— Required work —
Your response must be an exact transcription of the lines from the one containing "Category: red apple." through the final line of the data.

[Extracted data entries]

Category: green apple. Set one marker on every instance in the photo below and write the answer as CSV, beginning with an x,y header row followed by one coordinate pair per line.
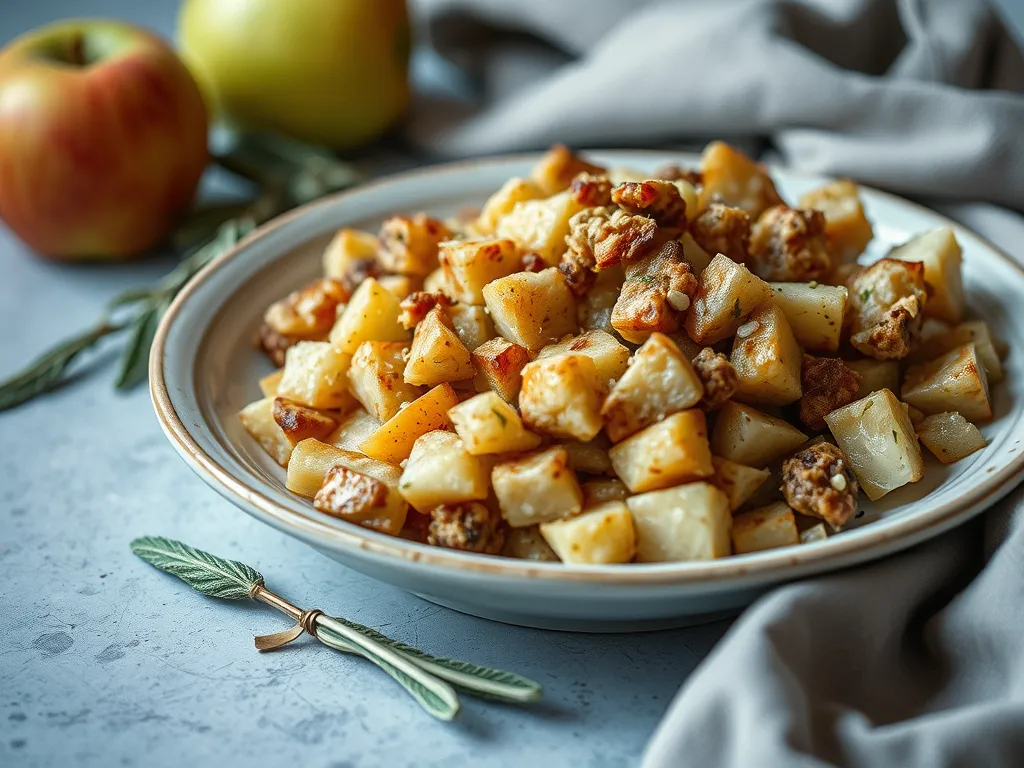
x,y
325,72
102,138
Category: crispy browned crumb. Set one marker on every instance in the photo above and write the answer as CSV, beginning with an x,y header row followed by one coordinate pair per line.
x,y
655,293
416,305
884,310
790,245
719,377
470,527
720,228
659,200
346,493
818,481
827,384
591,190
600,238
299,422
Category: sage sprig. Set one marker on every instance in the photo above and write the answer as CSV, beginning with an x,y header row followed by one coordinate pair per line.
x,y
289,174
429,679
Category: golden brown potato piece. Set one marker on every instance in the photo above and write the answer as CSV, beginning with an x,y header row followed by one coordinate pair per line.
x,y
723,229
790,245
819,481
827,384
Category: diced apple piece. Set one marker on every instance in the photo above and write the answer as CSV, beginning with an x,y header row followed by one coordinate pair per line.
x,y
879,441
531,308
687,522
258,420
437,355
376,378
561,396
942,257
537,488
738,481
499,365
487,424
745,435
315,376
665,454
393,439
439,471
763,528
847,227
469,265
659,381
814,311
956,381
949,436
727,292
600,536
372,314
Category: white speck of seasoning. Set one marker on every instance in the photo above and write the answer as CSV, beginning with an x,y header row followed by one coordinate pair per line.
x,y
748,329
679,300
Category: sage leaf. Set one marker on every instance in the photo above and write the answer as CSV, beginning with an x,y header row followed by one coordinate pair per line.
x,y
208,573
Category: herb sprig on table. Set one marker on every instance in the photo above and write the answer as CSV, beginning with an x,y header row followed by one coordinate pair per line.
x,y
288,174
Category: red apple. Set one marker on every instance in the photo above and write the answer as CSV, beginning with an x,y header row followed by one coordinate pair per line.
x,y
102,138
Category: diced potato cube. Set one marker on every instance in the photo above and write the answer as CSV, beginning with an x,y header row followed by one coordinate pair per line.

— Exercise result —
Category: red apple. Set one marker on every instance in the photo above and write the answer as CSV, beginning with an x,y header row followed by one coordinate pair per line.
x,y
102,138
Category: diced potato cube. Set one marker on every instance in the photo above and write the answer as CSV, beginning with an x,y header row followed by one coordinate pair per line.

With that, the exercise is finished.